What is required
Scan the listing below for the word "panel" and copy every line that has it.

Given entries
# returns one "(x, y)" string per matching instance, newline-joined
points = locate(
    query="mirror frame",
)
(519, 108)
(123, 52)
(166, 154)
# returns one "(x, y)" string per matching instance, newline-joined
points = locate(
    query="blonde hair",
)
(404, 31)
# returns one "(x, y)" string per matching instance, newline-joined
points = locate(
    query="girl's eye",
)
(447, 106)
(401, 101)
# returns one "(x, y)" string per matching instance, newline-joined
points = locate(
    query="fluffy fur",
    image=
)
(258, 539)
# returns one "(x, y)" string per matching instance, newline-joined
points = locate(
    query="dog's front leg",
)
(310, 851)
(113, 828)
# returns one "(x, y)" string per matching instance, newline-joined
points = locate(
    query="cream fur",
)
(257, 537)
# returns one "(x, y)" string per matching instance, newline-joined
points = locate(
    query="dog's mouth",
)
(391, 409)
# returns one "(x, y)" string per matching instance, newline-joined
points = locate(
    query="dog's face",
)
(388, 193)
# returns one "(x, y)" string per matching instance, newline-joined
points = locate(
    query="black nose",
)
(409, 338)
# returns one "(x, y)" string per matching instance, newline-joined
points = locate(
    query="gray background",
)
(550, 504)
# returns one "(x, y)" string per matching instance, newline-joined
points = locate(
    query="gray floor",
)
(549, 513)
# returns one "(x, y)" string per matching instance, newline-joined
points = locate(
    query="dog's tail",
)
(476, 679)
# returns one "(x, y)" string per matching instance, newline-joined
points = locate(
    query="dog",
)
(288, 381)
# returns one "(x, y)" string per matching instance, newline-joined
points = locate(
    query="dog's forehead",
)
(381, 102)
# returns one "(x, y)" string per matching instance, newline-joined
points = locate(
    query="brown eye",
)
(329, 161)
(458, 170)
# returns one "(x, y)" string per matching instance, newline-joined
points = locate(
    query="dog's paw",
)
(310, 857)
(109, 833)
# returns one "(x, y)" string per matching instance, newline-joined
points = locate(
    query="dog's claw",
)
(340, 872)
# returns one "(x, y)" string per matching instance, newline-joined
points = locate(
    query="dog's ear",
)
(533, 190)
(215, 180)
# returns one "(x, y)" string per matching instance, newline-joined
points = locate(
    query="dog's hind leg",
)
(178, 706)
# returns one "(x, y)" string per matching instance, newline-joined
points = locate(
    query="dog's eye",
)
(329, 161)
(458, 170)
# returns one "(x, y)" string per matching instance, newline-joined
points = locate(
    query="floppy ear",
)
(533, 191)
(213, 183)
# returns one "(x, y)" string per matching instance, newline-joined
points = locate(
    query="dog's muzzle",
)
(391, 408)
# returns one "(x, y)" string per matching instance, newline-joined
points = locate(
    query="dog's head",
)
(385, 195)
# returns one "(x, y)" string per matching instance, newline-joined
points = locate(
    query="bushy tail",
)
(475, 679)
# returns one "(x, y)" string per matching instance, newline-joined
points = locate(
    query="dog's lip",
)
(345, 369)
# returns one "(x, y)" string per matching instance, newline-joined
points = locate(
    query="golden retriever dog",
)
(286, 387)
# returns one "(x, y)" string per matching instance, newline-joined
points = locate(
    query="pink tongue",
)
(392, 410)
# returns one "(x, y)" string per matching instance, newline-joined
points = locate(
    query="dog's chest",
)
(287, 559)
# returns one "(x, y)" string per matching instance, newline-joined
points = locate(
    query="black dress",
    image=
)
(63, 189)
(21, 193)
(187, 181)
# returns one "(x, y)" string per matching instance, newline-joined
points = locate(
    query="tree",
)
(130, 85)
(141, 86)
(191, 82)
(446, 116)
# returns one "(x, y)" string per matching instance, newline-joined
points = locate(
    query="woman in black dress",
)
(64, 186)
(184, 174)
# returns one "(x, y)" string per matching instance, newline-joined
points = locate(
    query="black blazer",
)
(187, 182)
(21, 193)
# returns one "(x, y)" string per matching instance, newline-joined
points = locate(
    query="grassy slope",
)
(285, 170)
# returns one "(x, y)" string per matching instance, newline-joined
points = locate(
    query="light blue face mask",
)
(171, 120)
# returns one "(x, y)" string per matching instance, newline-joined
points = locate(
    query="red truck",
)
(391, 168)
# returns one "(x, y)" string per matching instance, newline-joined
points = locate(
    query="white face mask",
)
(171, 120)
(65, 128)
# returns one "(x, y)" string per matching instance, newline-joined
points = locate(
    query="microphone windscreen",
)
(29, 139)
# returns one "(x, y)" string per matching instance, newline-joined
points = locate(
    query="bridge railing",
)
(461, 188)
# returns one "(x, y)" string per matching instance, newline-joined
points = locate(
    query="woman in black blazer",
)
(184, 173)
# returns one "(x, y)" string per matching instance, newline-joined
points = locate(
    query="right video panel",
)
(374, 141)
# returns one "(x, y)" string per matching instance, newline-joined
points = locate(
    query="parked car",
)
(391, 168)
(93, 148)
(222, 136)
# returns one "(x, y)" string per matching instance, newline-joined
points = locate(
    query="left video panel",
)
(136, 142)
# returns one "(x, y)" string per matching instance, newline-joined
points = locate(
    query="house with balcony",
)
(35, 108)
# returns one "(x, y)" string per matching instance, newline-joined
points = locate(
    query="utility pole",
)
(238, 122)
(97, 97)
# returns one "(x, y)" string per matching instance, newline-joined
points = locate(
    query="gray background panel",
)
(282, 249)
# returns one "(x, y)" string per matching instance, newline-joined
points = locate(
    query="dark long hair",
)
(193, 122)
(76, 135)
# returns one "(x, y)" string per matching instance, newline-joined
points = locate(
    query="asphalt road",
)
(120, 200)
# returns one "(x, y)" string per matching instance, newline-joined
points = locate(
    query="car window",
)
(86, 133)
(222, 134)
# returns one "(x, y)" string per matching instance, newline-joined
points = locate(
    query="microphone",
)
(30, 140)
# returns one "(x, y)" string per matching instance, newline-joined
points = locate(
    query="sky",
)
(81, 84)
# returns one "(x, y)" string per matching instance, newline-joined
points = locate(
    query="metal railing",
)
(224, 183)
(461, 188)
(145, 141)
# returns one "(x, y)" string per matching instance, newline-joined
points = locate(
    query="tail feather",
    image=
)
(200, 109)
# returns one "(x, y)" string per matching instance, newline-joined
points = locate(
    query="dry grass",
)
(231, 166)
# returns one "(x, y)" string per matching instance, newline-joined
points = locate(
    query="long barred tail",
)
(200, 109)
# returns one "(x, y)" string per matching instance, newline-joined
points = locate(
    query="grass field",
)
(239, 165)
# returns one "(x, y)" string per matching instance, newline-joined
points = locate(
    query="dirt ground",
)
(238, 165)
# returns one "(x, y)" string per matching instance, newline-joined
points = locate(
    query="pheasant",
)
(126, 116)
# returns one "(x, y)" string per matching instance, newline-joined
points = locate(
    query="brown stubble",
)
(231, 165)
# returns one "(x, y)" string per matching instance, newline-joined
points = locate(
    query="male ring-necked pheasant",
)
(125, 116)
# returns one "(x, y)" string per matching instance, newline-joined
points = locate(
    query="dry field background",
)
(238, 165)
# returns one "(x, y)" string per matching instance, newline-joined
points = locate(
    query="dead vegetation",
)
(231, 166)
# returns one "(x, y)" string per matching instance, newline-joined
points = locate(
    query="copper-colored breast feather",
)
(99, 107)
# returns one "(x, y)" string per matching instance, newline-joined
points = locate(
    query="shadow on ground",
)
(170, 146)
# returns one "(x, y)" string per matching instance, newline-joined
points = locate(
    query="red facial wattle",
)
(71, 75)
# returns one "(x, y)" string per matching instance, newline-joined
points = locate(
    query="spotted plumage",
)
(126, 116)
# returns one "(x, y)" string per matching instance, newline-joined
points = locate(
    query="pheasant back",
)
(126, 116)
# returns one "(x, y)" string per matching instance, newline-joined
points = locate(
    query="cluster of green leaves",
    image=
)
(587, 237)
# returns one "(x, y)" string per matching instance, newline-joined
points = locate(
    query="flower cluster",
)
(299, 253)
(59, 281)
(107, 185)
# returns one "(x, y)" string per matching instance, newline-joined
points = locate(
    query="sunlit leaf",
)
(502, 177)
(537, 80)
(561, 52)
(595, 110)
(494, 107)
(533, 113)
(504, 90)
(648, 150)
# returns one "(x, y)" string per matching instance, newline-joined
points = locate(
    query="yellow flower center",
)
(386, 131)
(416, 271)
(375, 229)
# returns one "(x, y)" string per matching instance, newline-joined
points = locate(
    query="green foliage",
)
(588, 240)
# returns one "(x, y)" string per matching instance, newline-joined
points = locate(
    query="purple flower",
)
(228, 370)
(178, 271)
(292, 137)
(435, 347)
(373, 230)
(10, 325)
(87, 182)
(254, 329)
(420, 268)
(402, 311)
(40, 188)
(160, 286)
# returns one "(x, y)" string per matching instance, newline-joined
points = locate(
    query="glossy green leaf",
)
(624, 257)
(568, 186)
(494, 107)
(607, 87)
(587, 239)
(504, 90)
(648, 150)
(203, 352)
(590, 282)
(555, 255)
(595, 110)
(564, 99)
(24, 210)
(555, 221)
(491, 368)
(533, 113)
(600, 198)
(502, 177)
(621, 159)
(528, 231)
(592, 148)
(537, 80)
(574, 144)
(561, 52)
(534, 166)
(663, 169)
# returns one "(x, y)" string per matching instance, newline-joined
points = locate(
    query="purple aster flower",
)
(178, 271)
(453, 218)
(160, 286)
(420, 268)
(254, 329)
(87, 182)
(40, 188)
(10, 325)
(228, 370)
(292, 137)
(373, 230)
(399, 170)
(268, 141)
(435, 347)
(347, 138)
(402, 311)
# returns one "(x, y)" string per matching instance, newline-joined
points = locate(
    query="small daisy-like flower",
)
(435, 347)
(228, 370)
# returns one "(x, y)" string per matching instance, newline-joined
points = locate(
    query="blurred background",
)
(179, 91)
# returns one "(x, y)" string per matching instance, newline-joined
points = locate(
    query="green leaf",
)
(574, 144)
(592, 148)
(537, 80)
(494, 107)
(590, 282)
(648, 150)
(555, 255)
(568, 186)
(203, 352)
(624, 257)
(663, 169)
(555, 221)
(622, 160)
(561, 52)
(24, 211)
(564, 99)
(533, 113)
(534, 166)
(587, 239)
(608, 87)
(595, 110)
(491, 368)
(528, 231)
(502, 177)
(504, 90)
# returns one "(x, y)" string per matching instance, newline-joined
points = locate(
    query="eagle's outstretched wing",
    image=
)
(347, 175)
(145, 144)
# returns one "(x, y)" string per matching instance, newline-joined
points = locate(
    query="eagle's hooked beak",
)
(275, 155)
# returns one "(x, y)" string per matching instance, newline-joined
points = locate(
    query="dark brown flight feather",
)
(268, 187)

Result for this task
    query="right video panel",
    query="left video panel",
    query="gray background panel",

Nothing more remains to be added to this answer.